§ EXERCISE TASKS
[1] List everyone who wrote a message in the OpenSSL mailing-list thread.
[2] Print the stretch of the OpenSSL mailing-list thread from "If someone has" through "in any case.".

§ SELECTED EXTRACT
If someone has the encrypted key data, they can feed that data anywhere they 
wish. In that case, they can feed it into processing systems that do not 
enforce rate-limiting.  Thus, there is no way to do what Dave Paxton suggests 
in any case.

-Kyle H

On September 5, 2014 12:51:04 PM PST, flgirl799901 <flgirl799...@gmail.com> 
wrote:
>I most certainly did NOT hack into anything. I thank you so much for
>your response, but deplore your rudeness
>
>
>Sent via the Samsung GALAXY S® 5, an AT&T 4G LTE smartphone
>
>
>-------- Original message --------
>From: dave paxton <dpax...@me.com> 
>Date:09/05/2014  3:33 PM  (GMT-05:00) 
>To: openssl-users@openssl.org 
>Cc:  
>Subject: Re: Certificate pass phrase brute force... 
>
>That is easy.  Just restrict the number of different passwords per day.
>Any account.  Thus the old school brute force idea passes out the
>window.  Most of what you are looking at it a signing issue.  Basically
>one person does a transaction and the the other person     verifies it.
>They do the DSA and thus they are the same person as they should be. 
>That is the idea anyway.  As far as accounts go that hold those keys
>then you have the few problems.  Did the client get hacked or you?  Who
>can hack the account like our recent icloud picture issue.  All of this
>is lazy programming.  It is really a matter of how certain you are of
>the client and how you want to make sure they are who they are.  No
>biggie.  Dave.
>
>
>On 9/5/2014 1:03 PM, flgirl799901 wrote:
>How do I unsubscribe from all of this?
>
>
>Sent via the Samsung GALAXY S® 5, an AT&T 4G LTE smartphone
>
>
>-------- Original message --------
>From: Gregory Sloop <gr...@sloop.net> 
>Date:09/05/2014 1:36 PM (GMT-05:00) 
>To: openssl-users@openssl.org 
>Cc: 
>Subject: Certificate pass phrase brute force... 
>
>General question: 
>
>I've done a number of searches and can't find a lot about the subject.

§ RECORDS
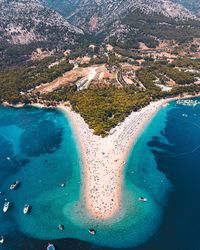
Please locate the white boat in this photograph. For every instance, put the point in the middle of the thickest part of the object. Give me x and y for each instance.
(1, 240)
(6, 206)
(61, 227)
(14, 185)
(50, 247)
(26, 209)
(62, 184)
(92, 231)
(143, 199)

§ ANSWERS PER TASK
[1]
- Kyle H
- flgirl799901
- Dave Paxton
- Gregory Sloop

[2]
If someone has the encrypted key data, they can feed that data anywhere they 
wish. In that case, they can feed it into processing systems that do not 
enforce rate-limiting.  Thus, there is no way to do what Dave Paxton suggests 
in any case.